Aim | Please write out again the lines from the one that has "floodwater shown above." through the end of the records, requests included. Scale every coordinate in the answers by 2.35 and round each result to a whole number, with halves going up.

Dataset records |
○ ○ ○ ○
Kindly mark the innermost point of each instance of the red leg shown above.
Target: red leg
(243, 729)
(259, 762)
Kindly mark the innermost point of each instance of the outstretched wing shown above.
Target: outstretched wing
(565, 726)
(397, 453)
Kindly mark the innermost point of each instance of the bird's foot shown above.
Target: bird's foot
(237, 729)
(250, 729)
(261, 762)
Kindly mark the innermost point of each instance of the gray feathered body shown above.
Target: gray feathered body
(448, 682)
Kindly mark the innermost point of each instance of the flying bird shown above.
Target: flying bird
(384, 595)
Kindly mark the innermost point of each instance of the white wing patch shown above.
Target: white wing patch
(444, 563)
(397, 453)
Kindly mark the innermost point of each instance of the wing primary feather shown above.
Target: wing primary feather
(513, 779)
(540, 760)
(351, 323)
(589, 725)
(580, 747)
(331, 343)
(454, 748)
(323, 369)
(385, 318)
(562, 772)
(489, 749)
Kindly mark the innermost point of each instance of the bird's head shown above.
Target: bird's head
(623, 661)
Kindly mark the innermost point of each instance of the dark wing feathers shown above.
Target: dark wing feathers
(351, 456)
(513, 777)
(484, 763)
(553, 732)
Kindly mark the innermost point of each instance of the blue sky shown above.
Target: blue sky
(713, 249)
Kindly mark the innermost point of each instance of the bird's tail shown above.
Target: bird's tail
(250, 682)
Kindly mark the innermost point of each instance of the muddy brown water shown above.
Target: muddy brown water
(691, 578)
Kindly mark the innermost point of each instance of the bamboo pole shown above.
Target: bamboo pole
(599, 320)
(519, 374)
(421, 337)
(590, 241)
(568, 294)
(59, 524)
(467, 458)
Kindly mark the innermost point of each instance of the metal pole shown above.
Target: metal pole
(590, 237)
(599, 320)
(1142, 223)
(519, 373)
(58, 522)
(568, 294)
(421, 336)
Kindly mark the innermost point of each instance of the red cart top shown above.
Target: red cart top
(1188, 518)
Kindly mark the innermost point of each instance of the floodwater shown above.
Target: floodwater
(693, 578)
○ ○ ○ ○
Task answer |
Kindly mark the innermost point of each instance of the floodwater shown above.
Target: floodwater
(1629, 1358)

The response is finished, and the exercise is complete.